- **Выполните задания**:
1 > Какой была простейшая форма надгробий горожан XVIII—XIX вв., согласно отрывку о надгробиях и тризне?
2 > Выпишите, пожалуйста, строки листинга между строкой, содержащей «saucer in the given photograph.», и строкой, содержащей «[226,437,268,562]», включительно. Изображения в ответ не включайте.

- **Текст для чтения**:
──────

Как думают некоторые исследователи, заказывали даже «впрок» плиты с орнаментом, оставляя место для надписи (надгробия князей Трубецких в г. Трубчевске). Когда же надгробия выполнялись местными силами, это обычно сказывалось на качестве орнамента и надписей (Тушков) 339.
Надписи на надгробиях показывают, что плиты ставились на могилах горожан, принадлежавших к разным социальным слоям — великих князей и царей, митрополитов и патриархов, князей, бояр и дворян, а также и над могилами служилых людей, купцов и ремесленников разных специальностей, иногда и зависимых людей 340. Можно думать, что многочисленные белокаменные надгробия XVI—XVII вв., вовсе не имеющие надписей, скрывают погребения простых горожан.
Надгробия горожан XVIII—XIX вв. сохранились в ряде случаев до наших дней. Простейшая их форма — крест; надгробные плиты зажиточных горожан выполнялись в модных в то время стилях, украшались иногда высокохудожественной скульптурой.
ТРИЗНА
Одной из важнейших частей погребального обряда с глубокой древности был поминальный пир — тризна. Изучение дохристианского обряда показывает, что в те времена тризна совершалась в самом процессе погребения (например, когда курган еще не был насыпан до конца). Тризна знатного человека отличалась большой пышностью. Она включала не только собственно пиршество, но и военные состязания дружинников, происходившие, как думает Б. А. Рыбаков, у извлеченных из костра остатков оружия покойного341.

──────

- **Исходные данные**:
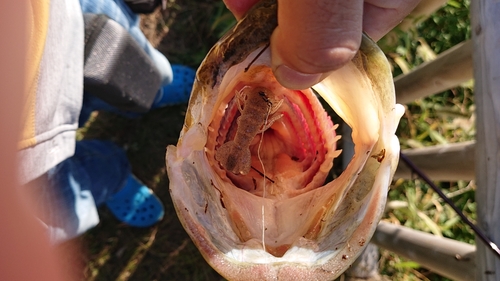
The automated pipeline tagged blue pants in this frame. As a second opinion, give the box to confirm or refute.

──────

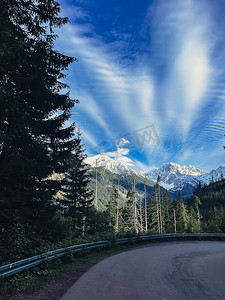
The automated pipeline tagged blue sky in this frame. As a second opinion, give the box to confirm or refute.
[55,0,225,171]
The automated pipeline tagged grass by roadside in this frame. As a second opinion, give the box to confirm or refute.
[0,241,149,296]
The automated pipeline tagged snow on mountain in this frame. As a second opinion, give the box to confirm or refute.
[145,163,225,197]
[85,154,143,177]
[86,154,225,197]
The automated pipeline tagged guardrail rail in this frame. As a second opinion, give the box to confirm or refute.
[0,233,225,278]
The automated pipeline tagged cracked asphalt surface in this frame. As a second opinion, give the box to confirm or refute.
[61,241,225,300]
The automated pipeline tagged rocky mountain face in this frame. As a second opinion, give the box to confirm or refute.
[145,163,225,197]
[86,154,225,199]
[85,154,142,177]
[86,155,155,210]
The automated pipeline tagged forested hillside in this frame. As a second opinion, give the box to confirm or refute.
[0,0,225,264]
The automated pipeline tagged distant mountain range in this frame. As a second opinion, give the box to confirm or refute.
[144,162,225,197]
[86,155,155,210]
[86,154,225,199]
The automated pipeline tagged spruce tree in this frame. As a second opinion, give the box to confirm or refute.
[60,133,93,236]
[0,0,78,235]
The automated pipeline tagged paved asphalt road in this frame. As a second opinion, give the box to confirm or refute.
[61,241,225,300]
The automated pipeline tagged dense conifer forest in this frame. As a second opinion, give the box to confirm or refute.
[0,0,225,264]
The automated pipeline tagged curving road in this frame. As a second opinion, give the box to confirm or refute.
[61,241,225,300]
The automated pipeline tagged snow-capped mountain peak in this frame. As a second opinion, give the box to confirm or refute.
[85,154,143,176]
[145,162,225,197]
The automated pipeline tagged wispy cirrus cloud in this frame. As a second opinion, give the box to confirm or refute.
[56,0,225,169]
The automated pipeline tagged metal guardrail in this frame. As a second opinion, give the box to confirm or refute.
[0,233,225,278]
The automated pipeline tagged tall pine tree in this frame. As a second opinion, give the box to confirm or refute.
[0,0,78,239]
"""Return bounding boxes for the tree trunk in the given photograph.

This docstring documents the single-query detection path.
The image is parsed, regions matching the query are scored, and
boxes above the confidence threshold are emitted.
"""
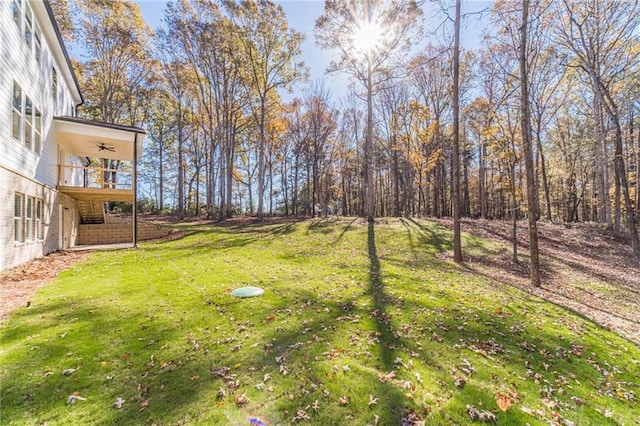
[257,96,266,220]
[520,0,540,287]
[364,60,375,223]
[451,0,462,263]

──────

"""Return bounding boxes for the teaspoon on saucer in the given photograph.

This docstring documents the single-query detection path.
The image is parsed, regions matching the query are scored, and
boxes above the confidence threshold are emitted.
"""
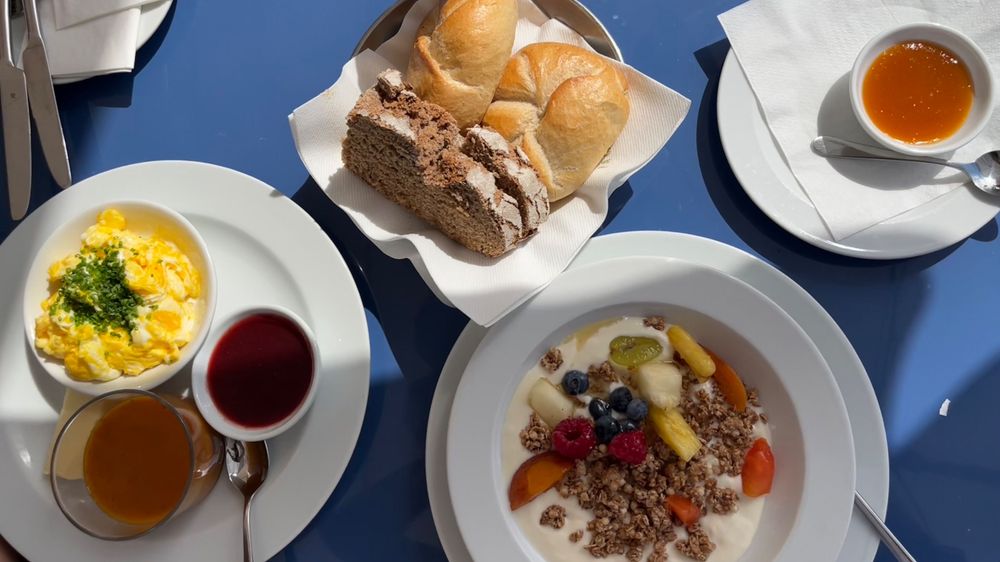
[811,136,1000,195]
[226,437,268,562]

──────

- **Ответы по заданиям**:
1 > Крест.

2 >
"""Return bounding boxes for the teaspoon on saucer in the given photograph.

This docstring documents the single-query detection path.
The image is parsed, regions matching the query are scored, and
boxes above the confidence threshold are emitted.
"""
[811,136,1000,195]
[226,437,268,562]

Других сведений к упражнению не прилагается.